So you put you just say, well, I'm gonna pop it in there now so that we can hold that space, and I'm gonna put it in my notes.
Okay.
You'll notice that, there I'm gonna start to use because this is a Word document that I'm highlighting things on here because this is a Word document, so you can just desktop publish this.
So b stands for budget, which is what they're expecting and planning to invest.
What's that number?
For those of you who've been through seller to schedule it, you know that the intention of the badass questions is to learn where that buyer is in their buying process and if they can buy today.
Right?
So how they answer these questions, their ability to tell you a number and a number that's reasonable for what they're looking for is that.
I'm sir I've highlighted ability to buy ability to buy, which is also I'm gonna correlate that with zero interest financing.
Right?
Because we might find out the ability to buy.
They might think that Stickley sofa is worth $15,000.
They think it's as beautiful as beautiful gets, but they don't have $15,000 to spend.
So while they that's beyond what they were planning, it's also beyond what they can do.
So they might be able to do it if they use financing, or not.
Or financing, in my world, allows you to, not just in my world, but allows you to either get exactly what you want and not have to settle for something, or it allows you to complete the room at one time.
It is one of the best tools in the toolbox again because like sketching and appointments, it increases close ratio and average sale.
D stands for decision maker.
All I wanna know is is everybody here who needs to be here, or do we have access to them?
The other a is availability and time frame.
When were they expecting to need to to have this, and is there an event that's driving it that they have to have this by that event?
And lastly is shopping and comparing.
Where have they been looking?
What have they seen?
What have they found?
And this is gonna tell you where in that two week window are they of physically shopping to find something, and how many places have they either been online or have they physically been to?
What are they comparing you to?
Alright.
So, future items.
Is there so I mentioned that in terms of the the, this the chair and ottoman in the corner.
But the last one I put down here that I also highlighted was protection.
I know that it's one of those protection increases average sale, doesn't increase close ratio, but it certainly increases average sale.
And I know it's a high profit product category for everyone.
And I put it there and highlighted it so that you could put down what would be the reasons that they would need financing I mean, a protection.
Like, what did they mention?
Whether it's kids or dogs or they're getting a little older and they tend to spill a little bit more.
What would be the reason so that you can bring kinda like the priorities, so that you can bring that back up and ask them about that when you position financing in a way that's gonna correlate with them.
So this is the top and the bottom of that sketch.
Now I'm gonna show you one that is filled in.
So this one, I'll show you to start with the top.
So this one is you can see that what I did was I started with the sort of l shape on the left hand side and just drew an l down the left hand side of the graph paper and asked them where things were located.
And they said, well, the sofa's here, love seat's here.
There's a table with a lamp on it on the bottom left corner.
There's a floor lamp here.
There's one chair.
You notice that I put in, is there I always ask with what whatever grouping, whether it's upholstery or it's with a dining room.
Can you tell me about the rug that's in this grouping?
They're gonna say they don't have one, or they're gonna say, we're thinking about that, or they're gonna say, we wanna see how the new furniture looks with the one that we've got, whatever it is.
But I just popped it in there with a question for me.
Right?
And so the and I asked them, is this about what you're considering?
And they say, yeah.
That looks about right.

- - - - - - -

# Challenge 1
Write out the passage of the furniture sales transcript from "There's a table" up to and including "a dining room.".

Segmentation labeling entries
- - - - - - -

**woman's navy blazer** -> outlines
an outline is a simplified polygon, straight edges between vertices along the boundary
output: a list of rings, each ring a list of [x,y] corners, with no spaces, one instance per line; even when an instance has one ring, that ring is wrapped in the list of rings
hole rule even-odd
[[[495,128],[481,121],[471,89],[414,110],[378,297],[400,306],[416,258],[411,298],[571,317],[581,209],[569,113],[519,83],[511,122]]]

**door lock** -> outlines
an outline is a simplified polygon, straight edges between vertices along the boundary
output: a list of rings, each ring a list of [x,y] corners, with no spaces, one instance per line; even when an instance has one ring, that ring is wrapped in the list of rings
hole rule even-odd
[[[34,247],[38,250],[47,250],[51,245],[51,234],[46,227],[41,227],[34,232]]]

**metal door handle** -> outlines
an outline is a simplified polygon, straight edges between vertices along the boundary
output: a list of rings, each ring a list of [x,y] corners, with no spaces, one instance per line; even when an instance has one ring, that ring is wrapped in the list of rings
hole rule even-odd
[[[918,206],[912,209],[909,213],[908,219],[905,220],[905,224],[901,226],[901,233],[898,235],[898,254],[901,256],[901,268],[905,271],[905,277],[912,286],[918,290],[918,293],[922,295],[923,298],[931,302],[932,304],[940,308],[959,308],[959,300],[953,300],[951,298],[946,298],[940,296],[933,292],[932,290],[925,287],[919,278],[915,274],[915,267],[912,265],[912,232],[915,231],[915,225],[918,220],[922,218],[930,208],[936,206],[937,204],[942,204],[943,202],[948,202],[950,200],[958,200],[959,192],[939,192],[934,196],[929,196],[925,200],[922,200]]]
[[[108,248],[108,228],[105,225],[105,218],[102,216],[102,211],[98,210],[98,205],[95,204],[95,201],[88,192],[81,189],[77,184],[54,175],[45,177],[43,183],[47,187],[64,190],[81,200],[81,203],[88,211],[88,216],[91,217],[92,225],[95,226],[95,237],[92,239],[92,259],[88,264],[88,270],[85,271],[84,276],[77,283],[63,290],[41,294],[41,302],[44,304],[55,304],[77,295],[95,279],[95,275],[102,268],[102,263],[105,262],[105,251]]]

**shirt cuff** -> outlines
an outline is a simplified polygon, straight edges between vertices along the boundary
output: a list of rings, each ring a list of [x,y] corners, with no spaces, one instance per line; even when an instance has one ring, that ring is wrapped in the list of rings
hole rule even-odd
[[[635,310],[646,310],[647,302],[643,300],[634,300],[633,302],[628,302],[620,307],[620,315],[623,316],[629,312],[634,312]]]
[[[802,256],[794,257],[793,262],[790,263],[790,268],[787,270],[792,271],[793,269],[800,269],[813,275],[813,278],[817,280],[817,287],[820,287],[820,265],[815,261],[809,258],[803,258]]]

- - - - - - -

# Challenge 2
Repeat the lines of the records from the line with "cuff** -> outlines" through the end of the records, unchanged.

# Finished answer 1
There's a table with a lamp on it on the bottom left corner.
There's a floor lamp here.
There's one chair.
You notice that I put in, is there I always ask with what whatever grouping, whether it's upholstery or it's with a dining room.

# Finished answer 2
**shirt cuff** -> outlines
an outline is a simplified polygon, straight edges between vertices along the boundary
output: a list of rings, each ring a list of [x,y] corners, with no spaces, one instance per line; even when an instance has one ring, that ring is wrapped in the list of rings
hole rule even-odd
[[[635,310],[646,310],[647,302],[643,300],[634,300],[633,302],[628,302],[620,307],[620,315],[623,316],[629,312],[634,312]]]
[[[802,256],[794,257],[793,262],[790,263],[790,268],[787,270],[792,271],[793,269],[800,269],[813,275],[813,278],[817,280],[817,287],[820,287],[820,265],[815,261],[809,258],[803,258]]]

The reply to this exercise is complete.